● Recorded data:
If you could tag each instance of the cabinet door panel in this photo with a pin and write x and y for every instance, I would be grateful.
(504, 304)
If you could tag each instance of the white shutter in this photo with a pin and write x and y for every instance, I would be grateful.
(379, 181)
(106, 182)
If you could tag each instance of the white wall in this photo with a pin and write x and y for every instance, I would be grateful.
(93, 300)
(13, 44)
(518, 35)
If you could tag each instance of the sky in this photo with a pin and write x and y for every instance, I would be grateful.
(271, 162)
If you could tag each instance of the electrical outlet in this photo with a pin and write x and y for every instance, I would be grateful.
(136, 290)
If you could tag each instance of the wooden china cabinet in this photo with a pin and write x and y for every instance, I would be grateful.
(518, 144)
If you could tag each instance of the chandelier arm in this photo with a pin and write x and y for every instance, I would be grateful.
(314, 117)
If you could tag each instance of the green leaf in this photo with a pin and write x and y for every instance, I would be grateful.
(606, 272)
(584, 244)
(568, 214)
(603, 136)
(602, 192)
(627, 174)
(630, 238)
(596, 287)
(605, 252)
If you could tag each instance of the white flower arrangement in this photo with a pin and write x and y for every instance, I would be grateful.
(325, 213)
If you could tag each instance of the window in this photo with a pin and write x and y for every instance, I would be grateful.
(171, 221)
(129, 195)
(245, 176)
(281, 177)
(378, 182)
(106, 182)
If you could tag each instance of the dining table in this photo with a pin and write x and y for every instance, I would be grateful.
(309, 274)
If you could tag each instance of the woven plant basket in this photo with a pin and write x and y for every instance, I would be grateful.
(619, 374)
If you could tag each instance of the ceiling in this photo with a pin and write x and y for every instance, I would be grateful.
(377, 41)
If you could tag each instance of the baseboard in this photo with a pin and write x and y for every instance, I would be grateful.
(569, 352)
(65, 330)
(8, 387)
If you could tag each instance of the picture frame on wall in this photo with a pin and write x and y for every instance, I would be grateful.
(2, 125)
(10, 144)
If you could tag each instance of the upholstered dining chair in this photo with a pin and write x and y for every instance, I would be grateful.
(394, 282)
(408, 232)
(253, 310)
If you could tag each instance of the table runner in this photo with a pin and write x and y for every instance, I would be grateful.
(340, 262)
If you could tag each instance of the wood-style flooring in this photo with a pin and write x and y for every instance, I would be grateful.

● Work required:
Exact transcription of the records is all that is wanted.

● Solution for this problem:
If you could tag each instance of the cabinet door panel in this photo with a pin and write x and y for every instance, I would be grateful.
(504, 304)
If you could tag each instance of the white shutter in this photo with a pin and write x and y for every instance, I would be grateful.
(379, 181)
(106, 182)
If you could tag each instance of the white wall in this photo with a pin and write x and y for every instance, I would be grateful.
(93, 300)
(13, 44)
(518, 35)
If you could tag each instance of the sky in this photo with a pin and write x and y for every instance, I would be grateful.
(271, 162)
If you could tag each instance of the electrical outlet in this photo with a pin and write x and y for every instance, I would be grateful.
(136, 290)
If you could tag each instance of the wooden china cabinet in this photo with a pin and write x and y for every instance, I would be grateful.
(518, 144)
If you could tag each instance of the chandelier arm in this photo with a pin and write x and y for every instance, I would be grateful.
(314, 117)
If you could tag each instance of the green leaf in this photo with a pin and write x and y for every instance, I would be grateful.
(606, 272)
(584, 244)
(568, 214)
(603, 136)
(602, 192)
(627, 174)
(630, 238)
(596, 287)
(605, 252)
If you could tag each instance of the white flower arrangement in this photo with a pin and write x and y for every instance, I would be grateful.
(325, 213)
If you could tag each instance of the window in this photo with a pin and write x and y for every instance, I would be grateful.
(171, 221)
(129, 195)
(245, 176)
(281, 177)
(378, 182)
(106, 182)
If you could tag each instance of the dining table in this photo with a pin and write x and y for every instance, I would be grateful.
(309, 274)
If you could tag each instance of the woven plant basket in this photo with a pin and write x and y for every instance, I would be grateful.
(619, 374)
If you could tag each instance of the ceiling in this photo with a pin and write x and y for every instance, I would be grateful.
(377, 41)
If you could tag each instance of the baseboard in this photo with a pin and write x and y for every instance, I would be grateful.
(569, 352)
(65, 330)
(8, 387)
If you could tag each instance of the picture frame on wall in this photo with a pin and write x and y for every instance, I would be grateful.
(2, 125)
(10, 144)
If you could tag each instance of the upholstered dining chair in this photo with a pin and write x and y for every instance, I would be grateful.
(394, 282)
(408, 232)
(253, 310)
If you could tag each instance of the table runner in this photo with a pin and write x and y for every instance, I would be grateful.
(340, 262)
If you could tag each instance of the wood-style flooring in this photo with a pin and write x and y for every instance, I would be grateful.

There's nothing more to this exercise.